* [Goal] Return the part of the material below that opens with the line containing "Drop a pin on the wooden" and runs through the final line of the material, including both. Copy it line for line with no changes.

* [Excerpted data]

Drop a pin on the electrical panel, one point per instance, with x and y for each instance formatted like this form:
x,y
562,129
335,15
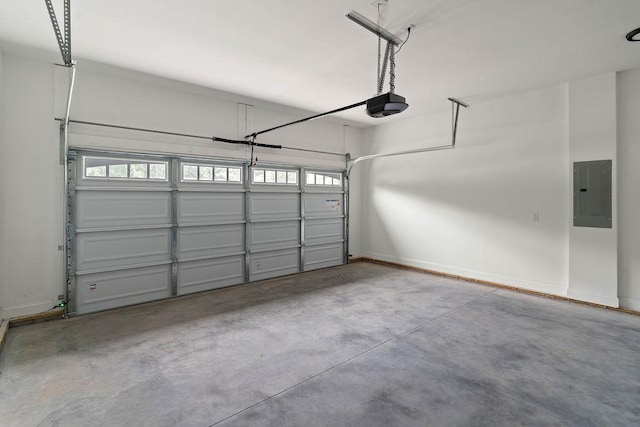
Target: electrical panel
x,y
592,194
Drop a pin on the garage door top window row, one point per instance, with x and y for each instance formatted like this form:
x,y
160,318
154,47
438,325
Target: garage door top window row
x,y
124,169
211,173
156,170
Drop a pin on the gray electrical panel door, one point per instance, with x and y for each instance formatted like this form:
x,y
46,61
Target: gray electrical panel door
x,y
592,194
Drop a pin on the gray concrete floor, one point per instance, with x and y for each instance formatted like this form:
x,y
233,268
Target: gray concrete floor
x,y
358,345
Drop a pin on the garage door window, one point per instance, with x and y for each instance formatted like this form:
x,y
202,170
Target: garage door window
x,y
129,169
209,173
324,179
274,176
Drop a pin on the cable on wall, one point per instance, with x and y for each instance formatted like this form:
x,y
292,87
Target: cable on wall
x,y
455,108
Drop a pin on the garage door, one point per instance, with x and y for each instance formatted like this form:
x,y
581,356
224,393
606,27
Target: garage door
x,y
143,228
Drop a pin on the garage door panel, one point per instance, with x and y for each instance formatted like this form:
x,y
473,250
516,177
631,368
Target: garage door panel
x,y
121,248
274,235
102,291
317,231
102,209
323,204
270,264
217,240
198,276
274,206
323,256
201,207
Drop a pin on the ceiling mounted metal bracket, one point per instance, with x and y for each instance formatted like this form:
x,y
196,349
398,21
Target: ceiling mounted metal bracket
x,y
374,28
64,43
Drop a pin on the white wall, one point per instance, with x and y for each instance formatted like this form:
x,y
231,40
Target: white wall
x,y
499,206
471,211
593,252
628,194
1,193
32,194
34,92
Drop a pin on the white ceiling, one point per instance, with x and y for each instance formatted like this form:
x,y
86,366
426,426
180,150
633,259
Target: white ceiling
x,y
306,54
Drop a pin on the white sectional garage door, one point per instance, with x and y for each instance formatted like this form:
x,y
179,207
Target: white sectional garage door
x,y
144,228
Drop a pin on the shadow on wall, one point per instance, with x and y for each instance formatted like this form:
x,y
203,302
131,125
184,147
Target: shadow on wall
x,y
461,207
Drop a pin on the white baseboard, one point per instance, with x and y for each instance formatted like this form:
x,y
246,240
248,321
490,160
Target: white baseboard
x,y
26,310
630,303
595,299
545,288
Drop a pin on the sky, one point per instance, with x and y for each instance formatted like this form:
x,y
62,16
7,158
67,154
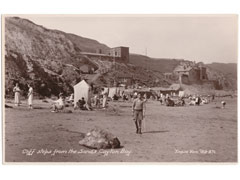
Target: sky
x,y
205,38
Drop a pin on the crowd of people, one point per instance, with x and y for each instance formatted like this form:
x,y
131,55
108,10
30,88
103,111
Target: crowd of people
x,y
99,101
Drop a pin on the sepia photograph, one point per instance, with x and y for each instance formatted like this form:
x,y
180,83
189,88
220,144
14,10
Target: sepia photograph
x,y
120,88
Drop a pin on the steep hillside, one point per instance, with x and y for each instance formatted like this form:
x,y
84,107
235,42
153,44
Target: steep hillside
x,y
51,59
41,56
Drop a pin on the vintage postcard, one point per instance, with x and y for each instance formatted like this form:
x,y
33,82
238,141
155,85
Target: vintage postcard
x,y
120,88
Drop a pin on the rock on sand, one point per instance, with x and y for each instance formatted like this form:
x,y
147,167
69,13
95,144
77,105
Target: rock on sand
x,y
100,139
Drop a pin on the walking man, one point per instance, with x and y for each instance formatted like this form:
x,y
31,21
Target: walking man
x,y
30,96
16,91
138,109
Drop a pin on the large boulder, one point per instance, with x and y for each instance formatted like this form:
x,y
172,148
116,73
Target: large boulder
x,y
100,139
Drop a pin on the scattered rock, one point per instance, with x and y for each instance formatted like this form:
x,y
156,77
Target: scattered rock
x,y
100,139
7,106
66,111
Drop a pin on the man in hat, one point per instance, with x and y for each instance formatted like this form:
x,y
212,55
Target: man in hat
x,y
138,109
58,104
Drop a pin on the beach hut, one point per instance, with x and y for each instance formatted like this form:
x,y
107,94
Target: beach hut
x,y
112,91
82,89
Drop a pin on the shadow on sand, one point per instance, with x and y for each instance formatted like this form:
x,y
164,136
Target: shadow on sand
x,y
155,132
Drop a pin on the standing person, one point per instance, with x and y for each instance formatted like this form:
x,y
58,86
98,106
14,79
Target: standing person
x,y
30,96
16,91
58,104
138,109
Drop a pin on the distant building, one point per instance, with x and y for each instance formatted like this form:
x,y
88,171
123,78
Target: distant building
x,y
191,73
85,69
120,54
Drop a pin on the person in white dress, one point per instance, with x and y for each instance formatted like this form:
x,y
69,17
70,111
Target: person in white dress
x,y
58,104
16,91
30,96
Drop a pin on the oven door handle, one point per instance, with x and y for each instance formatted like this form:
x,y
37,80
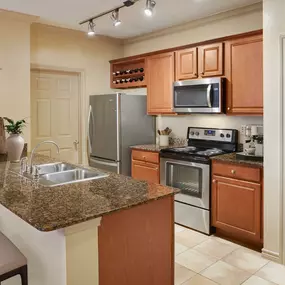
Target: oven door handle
x,y
209,95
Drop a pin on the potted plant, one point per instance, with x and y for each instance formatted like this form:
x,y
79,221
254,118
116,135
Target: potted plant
x,y
15,142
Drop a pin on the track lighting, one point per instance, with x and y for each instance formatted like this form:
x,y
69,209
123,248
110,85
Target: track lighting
x,y
91,28
115,18
150,4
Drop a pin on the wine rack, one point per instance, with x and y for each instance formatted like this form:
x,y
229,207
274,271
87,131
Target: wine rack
x,y
128,74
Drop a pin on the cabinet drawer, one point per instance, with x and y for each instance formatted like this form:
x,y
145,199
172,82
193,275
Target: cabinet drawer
x,y
147,156
237,171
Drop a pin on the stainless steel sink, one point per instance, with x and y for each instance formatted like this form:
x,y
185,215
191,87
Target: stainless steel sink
x,y
70,176
54,167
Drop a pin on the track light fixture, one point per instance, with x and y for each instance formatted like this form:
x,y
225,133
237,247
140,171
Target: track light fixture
x,y
115,18
91,28
150,4
149,9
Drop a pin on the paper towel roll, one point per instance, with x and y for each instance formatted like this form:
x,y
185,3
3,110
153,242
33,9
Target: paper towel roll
x,y
254,131
2,137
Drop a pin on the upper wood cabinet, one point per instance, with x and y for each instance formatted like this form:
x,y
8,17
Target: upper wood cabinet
x,y
203,61
244,72
160,78
186,62
211,60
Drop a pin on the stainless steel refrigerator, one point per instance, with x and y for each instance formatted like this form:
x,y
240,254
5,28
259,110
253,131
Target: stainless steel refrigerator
x,y
117,121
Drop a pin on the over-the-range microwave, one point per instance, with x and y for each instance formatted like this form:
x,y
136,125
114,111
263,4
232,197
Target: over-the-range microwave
x,y
198,96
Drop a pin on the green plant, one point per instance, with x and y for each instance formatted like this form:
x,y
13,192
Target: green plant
x,y
13,127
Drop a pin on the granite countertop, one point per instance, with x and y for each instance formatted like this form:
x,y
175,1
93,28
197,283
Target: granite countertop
x,y
155,147
48,209
231,158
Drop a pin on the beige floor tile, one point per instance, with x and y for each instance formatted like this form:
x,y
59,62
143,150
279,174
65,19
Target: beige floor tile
x,y
221,240
200,280
255,280
190,238
273,272
179,229
182,274
215,248
179,248
246,259
194,260
225,274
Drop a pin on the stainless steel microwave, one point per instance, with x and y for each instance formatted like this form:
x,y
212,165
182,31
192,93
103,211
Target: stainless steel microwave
x,y
198,96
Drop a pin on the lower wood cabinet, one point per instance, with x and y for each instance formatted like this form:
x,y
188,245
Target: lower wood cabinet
x,y
237,203
145,166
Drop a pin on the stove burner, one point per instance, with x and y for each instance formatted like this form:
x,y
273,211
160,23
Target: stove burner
x,y
209,152
185,149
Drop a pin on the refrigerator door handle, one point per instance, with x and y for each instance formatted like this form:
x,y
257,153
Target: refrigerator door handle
x,y
89,136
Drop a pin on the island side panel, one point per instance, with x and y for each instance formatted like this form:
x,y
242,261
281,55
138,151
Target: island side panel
x,y
136,246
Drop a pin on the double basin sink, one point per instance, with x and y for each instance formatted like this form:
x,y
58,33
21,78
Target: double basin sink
x,y
56,174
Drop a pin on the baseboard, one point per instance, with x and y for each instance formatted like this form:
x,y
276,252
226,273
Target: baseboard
x,y
271,255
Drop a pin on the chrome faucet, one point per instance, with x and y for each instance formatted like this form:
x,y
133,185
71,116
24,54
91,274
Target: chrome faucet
x,y
30,168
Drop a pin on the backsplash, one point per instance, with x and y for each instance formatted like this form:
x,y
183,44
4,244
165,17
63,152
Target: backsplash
x,y
179,124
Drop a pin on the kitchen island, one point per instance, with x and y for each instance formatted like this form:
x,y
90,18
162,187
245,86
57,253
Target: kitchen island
x,y
113,230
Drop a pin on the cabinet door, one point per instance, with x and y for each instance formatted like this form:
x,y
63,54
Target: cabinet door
x,y
186,64
160,78
145,171
244,71
211,61
236,207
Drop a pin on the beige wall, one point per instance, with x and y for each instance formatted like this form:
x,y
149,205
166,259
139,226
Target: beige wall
x,y
234,22
58,48
274,94
15,73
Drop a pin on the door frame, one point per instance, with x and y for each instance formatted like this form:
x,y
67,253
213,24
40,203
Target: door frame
x,y
82,108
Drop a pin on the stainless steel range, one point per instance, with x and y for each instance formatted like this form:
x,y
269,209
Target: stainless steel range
x,y
189,169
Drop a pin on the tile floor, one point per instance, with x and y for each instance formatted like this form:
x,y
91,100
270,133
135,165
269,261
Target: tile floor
x,y
203,260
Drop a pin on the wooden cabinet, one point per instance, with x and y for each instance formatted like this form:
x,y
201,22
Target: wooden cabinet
x,y
237,202
202,61
145,166
160,78
186,62
244,72
211,60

* [Written response]
Drop a pin on the wooden cabinet, one point per instance, with x and y for each instance formatted like this form:
x,y
201,22
Target: wooden cabinet
x,y
237,202
202,61
145,166
160,78
186,62
244,72
211,60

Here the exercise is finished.